[Dataset entries]
....................
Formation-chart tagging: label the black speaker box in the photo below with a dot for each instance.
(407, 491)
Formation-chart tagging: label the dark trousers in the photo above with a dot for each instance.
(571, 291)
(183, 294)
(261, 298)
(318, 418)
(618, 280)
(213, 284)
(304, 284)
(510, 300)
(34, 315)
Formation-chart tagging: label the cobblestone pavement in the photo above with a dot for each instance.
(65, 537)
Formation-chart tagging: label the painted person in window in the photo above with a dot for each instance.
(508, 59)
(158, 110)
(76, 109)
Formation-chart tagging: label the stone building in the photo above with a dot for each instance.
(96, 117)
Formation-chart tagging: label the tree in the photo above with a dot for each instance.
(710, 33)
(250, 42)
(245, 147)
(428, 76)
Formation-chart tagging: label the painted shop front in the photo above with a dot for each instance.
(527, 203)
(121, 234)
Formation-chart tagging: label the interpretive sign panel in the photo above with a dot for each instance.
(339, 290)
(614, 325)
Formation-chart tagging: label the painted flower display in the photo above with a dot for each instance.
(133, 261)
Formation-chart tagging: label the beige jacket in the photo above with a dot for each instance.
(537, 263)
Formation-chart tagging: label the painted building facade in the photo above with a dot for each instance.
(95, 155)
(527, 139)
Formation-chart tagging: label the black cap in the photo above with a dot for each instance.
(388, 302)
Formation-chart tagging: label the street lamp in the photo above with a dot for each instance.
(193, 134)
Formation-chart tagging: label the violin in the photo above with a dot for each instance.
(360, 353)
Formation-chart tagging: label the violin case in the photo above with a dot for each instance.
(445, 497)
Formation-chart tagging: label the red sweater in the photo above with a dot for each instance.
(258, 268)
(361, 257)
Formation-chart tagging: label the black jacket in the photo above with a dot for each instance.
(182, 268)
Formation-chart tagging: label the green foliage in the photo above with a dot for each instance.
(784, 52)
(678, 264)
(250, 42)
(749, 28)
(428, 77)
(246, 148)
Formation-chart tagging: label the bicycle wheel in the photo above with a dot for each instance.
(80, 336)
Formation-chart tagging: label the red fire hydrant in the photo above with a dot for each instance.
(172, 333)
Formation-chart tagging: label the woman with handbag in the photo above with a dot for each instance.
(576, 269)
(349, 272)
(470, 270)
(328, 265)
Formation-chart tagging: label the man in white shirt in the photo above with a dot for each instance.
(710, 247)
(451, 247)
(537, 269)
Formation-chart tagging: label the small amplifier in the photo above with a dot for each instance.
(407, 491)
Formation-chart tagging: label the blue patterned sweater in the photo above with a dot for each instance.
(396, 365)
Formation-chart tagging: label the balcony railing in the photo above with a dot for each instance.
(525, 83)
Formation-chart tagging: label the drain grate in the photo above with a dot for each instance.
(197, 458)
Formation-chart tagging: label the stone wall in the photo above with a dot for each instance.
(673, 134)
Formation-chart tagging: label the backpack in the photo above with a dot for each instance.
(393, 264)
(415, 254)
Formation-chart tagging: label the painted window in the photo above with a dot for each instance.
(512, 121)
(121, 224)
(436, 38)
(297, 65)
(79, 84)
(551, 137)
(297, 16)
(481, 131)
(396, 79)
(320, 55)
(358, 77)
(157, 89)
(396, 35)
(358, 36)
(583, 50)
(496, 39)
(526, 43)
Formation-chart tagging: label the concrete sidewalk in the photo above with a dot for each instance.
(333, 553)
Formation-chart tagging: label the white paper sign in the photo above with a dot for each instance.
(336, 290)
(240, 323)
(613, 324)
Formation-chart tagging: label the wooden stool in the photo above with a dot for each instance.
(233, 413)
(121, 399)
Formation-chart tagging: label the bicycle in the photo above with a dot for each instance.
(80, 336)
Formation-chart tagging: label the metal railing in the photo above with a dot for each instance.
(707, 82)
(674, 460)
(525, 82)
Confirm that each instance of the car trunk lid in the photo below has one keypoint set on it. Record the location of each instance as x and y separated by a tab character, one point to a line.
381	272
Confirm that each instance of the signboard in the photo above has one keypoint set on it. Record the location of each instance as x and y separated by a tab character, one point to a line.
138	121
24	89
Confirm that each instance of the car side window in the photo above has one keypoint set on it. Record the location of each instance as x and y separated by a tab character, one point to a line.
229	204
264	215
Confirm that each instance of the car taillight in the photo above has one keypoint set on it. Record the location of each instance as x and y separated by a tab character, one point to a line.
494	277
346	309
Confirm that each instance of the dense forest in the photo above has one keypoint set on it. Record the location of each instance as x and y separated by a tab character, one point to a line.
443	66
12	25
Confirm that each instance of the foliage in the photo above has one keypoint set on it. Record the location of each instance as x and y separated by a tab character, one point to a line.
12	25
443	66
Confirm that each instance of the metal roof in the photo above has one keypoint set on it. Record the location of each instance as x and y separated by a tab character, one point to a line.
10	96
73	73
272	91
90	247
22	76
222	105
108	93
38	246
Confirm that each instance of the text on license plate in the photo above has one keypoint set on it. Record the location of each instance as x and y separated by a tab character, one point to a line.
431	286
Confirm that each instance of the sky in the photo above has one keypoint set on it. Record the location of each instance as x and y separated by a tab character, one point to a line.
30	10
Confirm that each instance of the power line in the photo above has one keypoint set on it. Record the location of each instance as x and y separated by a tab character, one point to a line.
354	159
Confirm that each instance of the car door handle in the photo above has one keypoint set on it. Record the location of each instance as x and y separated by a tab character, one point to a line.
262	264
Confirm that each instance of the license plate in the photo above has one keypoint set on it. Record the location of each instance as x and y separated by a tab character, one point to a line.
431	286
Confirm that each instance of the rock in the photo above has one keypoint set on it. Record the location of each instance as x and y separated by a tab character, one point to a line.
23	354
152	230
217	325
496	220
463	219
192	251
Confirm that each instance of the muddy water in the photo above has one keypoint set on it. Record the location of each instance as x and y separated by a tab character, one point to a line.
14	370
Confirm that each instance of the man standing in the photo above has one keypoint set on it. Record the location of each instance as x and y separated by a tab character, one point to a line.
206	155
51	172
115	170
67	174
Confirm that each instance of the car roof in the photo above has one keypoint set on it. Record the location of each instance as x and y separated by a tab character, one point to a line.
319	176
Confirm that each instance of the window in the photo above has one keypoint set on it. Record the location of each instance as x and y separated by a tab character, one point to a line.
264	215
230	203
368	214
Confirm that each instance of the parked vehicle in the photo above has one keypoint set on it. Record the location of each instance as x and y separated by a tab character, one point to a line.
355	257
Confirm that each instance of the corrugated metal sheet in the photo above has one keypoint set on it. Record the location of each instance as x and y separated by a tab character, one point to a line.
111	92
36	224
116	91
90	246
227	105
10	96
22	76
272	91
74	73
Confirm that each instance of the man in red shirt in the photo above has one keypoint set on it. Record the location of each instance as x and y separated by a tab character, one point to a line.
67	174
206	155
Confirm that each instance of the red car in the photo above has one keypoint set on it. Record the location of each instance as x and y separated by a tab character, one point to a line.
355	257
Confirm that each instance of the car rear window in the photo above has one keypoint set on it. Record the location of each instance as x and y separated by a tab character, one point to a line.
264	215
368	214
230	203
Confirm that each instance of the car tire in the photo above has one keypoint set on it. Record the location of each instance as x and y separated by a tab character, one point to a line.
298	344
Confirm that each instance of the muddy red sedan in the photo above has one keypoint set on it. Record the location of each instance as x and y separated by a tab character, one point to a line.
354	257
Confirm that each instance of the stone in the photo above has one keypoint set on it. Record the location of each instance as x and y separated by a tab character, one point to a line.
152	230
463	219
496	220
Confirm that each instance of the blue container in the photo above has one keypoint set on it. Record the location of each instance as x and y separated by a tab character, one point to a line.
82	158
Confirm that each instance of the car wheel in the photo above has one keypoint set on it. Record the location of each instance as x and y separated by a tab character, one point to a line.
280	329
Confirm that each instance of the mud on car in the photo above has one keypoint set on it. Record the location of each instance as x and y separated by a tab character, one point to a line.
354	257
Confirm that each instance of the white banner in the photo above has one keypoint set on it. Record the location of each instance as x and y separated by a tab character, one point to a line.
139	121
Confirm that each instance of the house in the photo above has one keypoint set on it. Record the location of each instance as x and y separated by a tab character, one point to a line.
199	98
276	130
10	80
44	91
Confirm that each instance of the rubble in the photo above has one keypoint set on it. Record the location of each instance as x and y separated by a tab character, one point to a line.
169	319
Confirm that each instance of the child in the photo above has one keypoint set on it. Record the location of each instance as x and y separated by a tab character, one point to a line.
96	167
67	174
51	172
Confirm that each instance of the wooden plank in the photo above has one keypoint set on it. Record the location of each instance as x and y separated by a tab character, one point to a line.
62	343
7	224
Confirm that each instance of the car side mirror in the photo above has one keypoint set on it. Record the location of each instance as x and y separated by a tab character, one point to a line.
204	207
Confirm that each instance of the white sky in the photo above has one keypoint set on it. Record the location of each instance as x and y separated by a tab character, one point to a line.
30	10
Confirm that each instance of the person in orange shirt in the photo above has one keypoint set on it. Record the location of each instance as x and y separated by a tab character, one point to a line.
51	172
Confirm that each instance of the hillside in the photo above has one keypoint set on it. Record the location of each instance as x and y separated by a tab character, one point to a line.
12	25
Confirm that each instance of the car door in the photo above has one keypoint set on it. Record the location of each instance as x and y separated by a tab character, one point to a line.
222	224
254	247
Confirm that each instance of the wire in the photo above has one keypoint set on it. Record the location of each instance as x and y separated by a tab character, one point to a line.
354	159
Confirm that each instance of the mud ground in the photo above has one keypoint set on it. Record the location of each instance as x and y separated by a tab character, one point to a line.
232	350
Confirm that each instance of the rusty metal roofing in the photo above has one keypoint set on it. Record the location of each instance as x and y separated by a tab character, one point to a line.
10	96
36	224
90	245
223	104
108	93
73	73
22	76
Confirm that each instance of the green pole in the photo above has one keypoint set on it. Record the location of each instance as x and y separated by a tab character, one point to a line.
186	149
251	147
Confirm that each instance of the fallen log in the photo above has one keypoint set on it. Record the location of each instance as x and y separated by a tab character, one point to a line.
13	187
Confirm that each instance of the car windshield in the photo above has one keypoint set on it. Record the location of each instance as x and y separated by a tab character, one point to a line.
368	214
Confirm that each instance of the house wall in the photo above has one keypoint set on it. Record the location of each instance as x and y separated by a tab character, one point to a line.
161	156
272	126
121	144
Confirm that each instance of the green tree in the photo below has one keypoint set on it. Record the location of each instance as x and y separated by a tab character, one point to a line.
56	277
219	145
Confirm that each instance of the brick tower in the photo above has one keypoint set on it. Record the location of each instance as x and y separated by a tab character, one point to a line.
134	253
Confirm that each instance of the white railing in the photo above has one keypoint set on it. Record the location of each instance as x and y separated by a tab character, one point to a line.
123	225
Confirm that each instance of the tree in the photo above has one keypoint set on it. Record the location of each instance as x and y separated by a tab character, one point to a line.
....................
### GIVEN EXERCISE
Reproduce the lines of the entries above exactly, but only from the line containing "Confirm that each instance of the house wall" through the final line.

### SOLUTION TO THIS EXERCISE
Confirm that each instance of the house wall in the photo above has one keypoint set on it. Record the location of each instance as x and y separated by a tab character, one point to a line.
161	156
272	126
121	144
Confirm that each instance of the green tree in the photo below has one keypoint set on it. Record the location of each instance as x and y separated by a tab character, one point to a line.
56	277
219	145
Confirm that each instance of the brick tower in the photo above has one keypoint set on it. Record the location of each instance as x and y separated by a tab character, one point to a line.
134	253
Confirm that each instance of the white railing in the photo above has one keypoint set on it. Record the location of each instance as x and y separated by a tab character, one point to a line.
123	225
Confirm that each instance of the tree in the photo above has one keypoint set on it. Record the location of each instance as x and y separated by a tab character, one point to a line.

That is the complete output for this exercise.